Detection annotation records:
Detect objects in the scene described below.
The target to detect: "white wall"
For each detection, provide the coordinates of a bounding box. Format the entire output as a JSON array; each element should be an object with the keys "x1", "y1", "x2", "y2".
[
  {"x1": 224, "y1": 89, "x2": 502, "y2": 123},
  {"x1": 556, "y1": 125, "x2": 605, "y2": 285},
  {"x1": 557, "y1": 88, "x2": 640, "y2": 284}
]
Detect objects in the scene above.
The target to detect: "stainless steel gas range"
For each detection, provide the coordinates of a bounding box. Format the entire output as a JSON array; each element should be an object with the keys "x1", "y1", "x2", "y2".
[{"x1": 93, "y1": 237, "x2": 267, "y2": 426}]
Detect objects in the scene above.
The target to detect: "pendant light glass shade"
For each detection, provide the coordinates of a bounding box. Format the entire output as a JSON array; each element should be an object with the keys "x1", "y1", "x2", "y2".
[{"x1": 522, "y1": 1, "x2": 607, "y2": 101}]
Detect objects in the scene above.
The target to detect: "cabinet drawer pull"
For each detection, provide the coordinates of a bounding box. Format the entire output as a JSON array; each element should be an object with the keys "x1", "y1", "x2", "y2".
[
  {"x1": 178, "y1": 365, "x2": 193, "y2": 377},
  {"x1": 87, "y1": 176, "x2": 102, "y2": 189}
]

* **What you will do**:
Count the lines above that contain the string "target", matching case exactly. Reply with the number only.

* **Expected output**:
4